> [THINGS TO DO]
[1] From the printer resolution post below, reproduce the passage between "My use of the" and "loose some acuity.", inclusive.
[2] In the printer resolution post below, from what distance were the artifacts in the 359 and 361 ppi tests visible to the naked eye?
[3] Put this sentence from the printer resolution post below into Spanish: "It would seem that the printer driver is doing some resampling."

> [PAGE]
▬▬▬▬▬▬▬▬▬▬

Thanks for the response.

My use of the word "perfect" is incorrect. With my eyes, wearing reading glasses, I could percieve a pattern of lines and dots at 360 dpi. It took a magnifying glass to show that this was a reproduction of the 1 pixel patterns I had sent and did not appear to show any particular artifacts.

For the 359 and 361 ppi tests - the artifacts were visible with the naked eye at 8-10 feet - they appeared as a repeating pattern of dark / light lines. It would seem that the printer driver is doing some resampling.


For this test, it was possible to generate content tailormade for the printer input resolution, where pixel-to-pixel difference is 100%. For realistic scenarios, one will grab a e.g. 20 megapixel image from camera, and decide on some physical print size (e.g. A3). Then content would have to be resampled at least once, meaning that bar-code patterns will loose some acuity.



I agree - to get through the end to end chain of camera to my printer, with no resampling (which with the exception of some specific integer sizes, will always introduce some impact on the image, and for an A2 print would require a 50MP sensor that samples each colour at each pixel site. My original point was that even the 80M sensors that exist today are not capable of doing that due to the use of the bayer pattern.

▬▬▬▬▬▬▬▬▬▬

> [DATA PROVIDED]
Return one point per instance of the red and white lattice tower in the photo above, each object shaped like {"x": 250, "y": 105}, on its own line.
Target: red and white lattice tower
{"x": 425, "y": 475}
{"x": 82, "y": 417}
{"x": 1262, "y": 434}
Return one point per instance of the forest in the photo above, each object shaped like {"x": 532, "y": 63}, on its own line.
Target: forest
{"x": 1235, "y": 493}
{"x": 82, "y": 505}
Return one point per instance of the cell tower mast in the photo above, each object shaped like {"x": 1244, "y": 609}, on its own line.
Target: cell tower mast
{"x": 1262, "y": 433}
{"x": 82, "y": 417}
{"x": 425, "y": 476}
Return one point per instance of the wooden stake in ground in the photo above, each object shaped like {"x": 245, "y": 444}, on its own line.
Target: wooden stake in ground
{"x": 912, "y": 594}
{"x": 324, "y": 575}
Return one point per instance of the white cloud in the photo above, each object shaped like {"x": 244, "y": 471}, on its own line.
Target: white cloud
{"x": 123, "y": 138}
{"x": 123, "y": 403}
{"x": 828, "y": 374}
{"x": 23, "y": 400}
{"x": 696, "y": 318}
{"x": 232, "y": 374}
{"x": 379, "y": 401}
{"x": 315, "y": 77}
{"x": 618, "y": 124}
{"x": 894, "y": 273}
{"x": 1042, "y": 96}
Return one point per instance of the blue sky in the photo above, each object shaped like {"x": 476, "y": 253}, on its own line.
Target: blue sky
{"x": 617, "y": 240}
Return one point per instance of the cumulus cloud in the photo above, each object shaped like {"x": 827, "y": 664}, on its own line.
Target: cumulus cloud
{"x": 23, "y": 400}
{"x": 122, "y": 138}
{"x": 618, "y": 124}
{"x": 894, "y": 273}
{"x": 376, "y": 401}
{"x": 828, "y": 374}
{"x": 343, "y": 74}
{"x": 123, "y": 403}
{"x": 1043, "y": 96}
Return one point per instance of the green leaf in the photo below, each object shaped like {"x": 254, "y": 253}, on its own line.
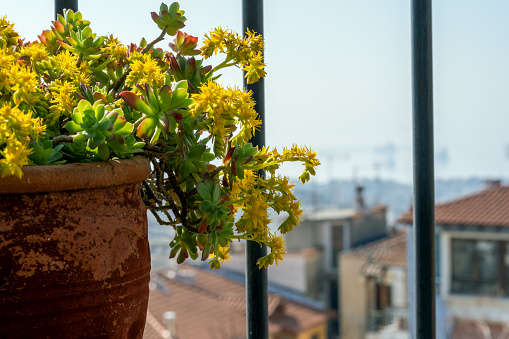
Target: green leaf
{"x": 203, "y": 191}
{"x": 186, "y": 168}
{"x": 217, "y": 193}
{"x": 73, "y": 127}
{"x": 196, "y": 151}
{"x": 207, "y": 206}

▬▬▬▬▬▬▬▬▬▬

> [WRITTEN ANSWERS]
[1]
My use of the word "perfect" is incorrect. With my eyes, wearing reading glasses, I could percieve a pattern of lines and dots at 360 dpi. It took a magnifying glass to show that this was a reproduction of the 1 pixel patterns I had sent and did not appear to show any particular artifacts.

For the 359 and 361 ppi tests - the artifacts were visible with the naked eye at 8-10 feet - they appeared as a repeating pattern of dark / light lines. It would seem that the printer driver is doing some resampling.


For this test, it was possible to generate content tailormade for the printer input resolution, where pixel-to-pixel difference is 100%. For realistic scenarios, one will grab a e.g. 20 megapixel image from camera, and decide on some physical print size (e.g. A3). Then content would have to be resampled at least once, meaning that bar-code patterns will loose some acuity.

[2] From 8-10 feet.

[3] Parecería que el controlador de la impresora está haciendo algún remuestreo.